_WHAT YOU WILL DO_. Which academic degrees does the home page below list, and in what year was each received?

_SOURCE EXCERPT_.
========================

Uli Schamiloglu's Home Page

[pronounce my first name Yulay]


Would you like another photo of me in B&W or color?

I was born May 2, 1958 in the Bronx, New York City. I attended PS 70 (1963-1970), JHS. 117 (1970-1972), and the Bronx High School of Science (1972-1975).

I am proud of my Kazan Tatar ancestry. In case you were wondering, my father was Tatar from the village of Mitro-Ayup near Chakmagush in Bashqortostan. My mother was (Mishar) Tatar -- her family was originally from the village of Nagur near Penza -- but she was born in Blagoveshchensk and grew up in China. I have one brother. (I'm proud of him, but he doesn't know that.)

I am divorced. I have two children from my previous marriage. Would you like to see a picture of my lovely family or our most recent New Year's Day greeting?

I received my B.A. (1979) from Columbia College in Middle East Languages and Cultures (now Middle East and Asian Languages and Cultures). Then I received my M.A. (1980), M.Phil. (1982) and Ph.D. (1986) from Columbia University in History .

========================

_PROVIDED INFORMATION_.

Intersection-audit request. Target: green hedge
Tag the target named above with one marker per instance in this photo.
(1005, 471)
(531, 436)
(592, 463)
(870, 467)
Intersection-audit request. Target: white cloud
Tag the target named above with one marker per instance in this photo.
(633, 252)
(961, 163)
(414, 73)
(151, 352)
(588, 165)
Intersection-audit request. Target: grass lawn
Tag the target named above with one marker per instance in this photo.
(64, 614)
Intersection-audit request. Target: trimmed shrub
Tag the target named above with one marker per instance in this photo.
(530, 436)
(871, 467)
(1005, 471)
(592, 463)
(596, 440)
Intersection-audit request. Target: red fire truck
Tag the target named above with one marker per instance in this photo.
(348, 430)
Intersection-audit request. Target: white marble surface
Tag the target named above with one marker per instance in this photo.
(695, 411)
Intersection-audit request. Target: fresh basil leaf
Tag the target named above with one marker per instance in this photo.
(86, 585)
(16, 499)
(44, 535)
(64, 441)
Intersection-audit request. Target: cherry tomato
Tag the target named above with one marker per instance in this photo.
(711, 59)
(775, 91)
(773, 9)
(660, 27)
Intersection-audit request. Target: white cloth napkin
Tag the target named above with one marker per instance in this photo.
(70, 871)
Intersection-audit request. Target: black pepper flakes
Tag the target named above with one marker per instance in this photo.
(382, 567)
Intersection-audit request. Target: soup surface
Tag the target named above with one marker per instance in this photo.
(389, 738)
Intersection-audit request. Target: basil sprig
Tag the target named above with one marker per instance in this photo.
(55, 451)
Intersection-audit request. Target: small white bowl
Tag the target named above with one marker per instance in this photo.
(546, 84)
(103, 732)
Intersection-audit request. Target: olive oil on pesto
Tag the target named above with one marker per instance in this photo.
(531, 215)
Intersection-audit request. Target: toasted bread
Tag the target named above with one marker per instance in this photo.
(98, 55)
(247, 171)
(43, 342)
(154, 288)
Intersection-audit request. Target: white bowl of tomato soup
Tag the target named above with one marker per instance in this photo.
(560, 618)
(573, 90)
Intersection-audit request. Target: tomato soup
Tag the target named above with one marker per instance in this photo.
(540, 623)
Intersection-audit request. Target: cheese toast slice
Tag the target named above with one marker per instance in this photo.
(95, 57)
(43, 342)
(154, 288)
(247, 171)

========================

_FINAL ANSWER_. B.A. (1979), M.A. (1980), M.Phil. (1982), Ph.D. (1986)